Pull out every line of the listing below that contains the word "chandelier".

SUPPLIED ENTRIES:
________
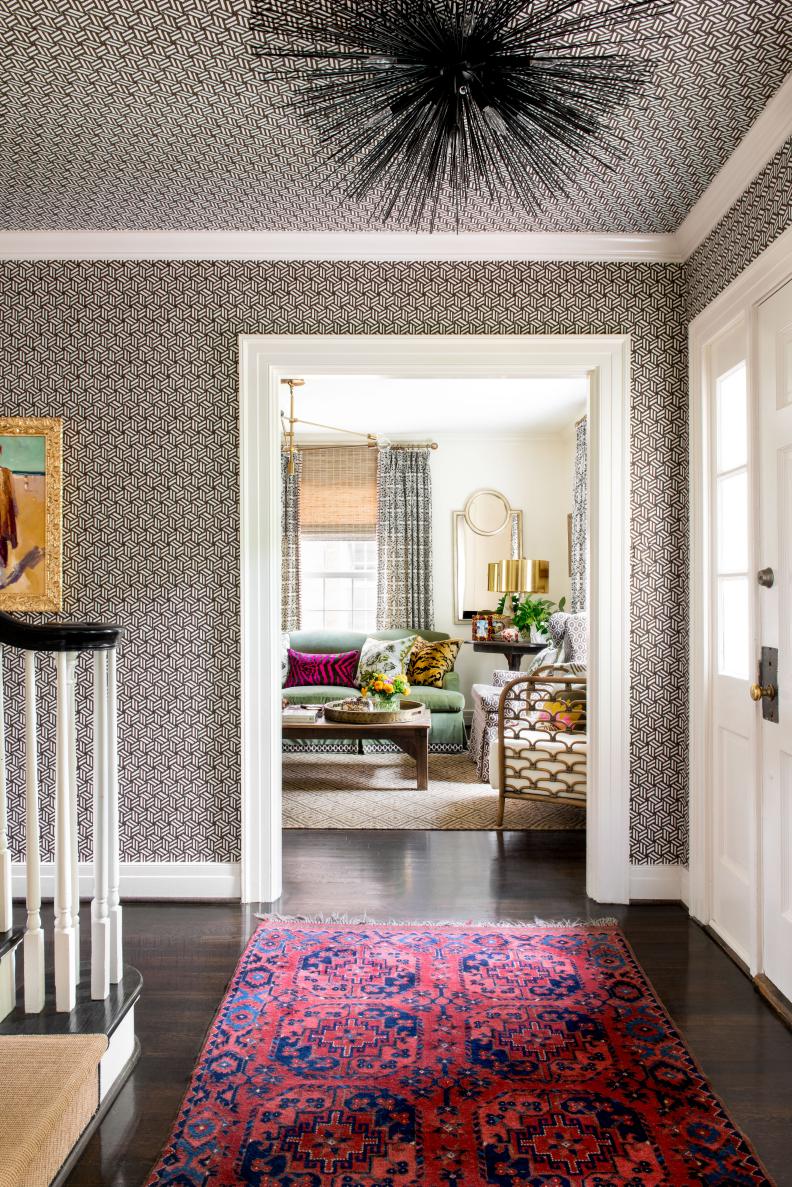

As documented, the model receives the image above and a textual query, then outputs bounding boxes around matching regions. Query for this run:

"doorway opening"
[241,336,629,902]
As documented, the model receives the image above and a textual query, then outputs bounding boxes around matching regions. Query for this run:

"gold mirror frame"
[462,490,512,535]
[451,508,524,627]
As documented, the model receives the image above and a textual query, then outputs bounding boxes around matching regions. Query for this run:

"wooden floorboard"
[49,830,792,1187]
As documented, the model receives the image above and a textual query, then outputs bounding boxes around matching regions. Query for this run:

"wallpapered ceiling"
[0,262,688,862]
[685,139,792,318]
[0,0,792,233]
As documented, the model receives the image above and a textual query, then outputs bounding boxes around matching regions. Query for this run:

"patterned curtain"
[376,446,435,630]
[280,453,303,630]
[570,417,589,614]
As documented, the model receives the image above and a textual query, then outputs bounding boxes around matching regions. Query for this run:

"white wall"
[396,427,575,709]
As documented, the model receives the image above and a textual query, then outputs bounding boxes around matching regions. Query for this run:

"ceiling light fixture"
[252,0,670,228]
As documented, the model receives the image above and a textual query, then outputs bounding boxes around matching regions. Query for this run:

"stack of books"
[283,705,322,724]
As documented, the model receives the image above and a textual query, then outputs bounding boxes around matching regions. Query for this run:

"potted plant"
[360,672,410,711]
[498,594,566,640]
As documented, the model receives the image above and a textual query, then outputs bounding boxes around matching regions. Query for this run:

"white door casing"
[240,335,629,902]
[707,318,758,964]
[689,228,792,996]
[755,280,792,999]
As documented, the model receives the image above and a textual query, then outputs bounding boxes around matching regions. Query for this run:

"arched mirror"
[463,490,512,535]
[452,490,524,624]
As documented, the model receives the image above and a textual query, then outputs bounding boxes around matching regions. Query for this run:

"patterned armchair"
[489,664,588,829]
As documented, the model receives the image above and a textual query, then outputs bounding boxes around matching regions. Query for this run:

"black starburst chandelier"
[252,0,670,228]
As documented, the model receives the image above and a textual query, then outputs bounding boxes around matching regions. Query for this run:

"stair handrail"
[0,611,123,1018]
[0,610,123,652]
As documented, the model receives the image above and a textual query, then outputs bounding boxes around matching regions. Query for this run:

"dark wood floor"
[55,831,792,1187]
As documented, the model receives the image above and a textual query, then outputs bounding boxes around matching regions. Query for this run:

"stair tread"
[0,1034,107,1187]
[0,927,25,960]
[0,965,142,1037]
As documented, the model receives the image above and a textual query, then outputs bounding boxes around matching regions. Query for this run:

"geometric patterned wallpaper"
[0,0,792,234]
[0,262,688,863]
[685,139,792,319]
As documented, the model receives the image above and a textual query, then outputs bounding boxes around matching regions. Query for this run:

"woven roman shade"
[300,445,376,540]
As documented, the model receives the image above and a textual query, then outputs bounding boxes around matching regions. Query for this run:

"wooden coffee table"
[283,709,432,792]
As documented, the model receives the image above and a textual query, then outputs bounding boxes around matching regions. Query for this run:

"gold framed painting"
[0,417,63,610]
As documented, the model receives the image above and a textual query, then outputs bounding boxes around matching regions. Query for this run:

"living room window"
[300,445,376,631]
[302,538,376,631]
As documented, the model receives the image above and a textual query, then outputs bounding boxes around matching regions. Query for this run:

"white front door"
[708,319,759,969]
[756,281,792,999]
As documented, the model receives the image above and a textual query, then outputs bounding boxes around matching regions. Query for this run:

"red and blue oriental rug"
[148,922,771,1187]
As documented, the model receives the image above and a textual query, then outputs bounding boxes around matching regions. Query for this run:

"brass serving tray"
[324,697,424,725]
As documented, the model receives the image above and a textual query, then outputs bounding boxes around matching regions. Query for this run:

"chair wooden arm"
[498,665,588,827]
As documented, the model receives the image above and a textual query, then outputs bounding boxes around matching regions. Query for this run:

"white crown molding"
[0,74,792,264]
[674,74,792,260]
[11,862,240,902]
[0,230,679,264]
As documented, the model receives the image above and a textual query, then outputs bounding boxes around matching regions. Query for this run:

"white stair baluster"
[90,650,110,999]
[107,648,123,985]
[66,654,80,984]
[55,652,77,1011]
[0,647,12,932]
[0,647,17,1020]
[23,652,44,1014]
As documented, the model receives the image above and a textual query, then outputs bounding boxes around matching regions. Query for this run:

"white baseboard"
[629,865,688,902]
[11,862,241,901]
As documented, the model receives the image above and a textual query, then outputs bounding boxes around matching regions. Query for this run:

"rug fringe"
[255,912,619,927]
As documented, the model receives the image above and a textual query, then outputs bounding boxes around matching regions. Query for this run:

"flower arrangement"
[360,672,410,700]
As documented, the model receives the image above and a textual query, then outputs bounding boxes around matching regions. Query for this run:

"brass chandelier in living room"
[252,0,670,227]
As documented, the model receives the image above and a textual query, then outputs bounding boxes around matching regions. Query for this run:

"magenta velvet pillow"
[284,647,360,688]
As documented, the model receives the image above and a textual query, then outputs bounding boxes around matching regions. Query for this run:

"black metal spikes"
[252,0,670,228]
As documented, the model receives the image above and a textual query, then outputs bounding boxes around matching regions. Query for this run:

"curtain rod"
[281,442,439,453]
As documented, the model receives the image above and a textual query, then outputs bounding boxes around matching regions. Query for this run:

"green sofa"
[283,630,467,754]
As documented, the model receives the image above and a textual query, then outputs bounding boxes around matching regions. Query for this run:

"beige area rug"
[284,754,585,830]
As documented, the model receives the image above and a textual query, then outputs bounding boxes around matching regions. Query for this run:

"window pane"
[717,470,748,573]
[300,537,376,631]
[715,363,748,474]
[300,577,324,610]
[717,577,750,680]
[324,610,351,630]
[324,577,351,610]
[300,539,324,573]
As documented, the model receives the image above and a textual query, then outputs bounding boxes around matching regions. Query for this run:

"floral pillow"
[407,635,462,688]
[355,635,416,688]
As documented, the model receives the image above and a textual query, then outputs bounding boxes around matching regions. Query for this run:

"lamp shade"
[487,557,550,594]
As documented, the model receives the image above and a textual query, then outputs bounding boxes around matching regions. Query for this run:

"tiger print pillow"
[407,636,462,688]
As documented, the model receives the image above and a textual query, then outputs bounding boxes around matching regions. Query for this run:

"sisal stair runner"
________
ANSWER TO THIS PROBLEM:
"black starburst chandelier"
"brass chandelier in living room"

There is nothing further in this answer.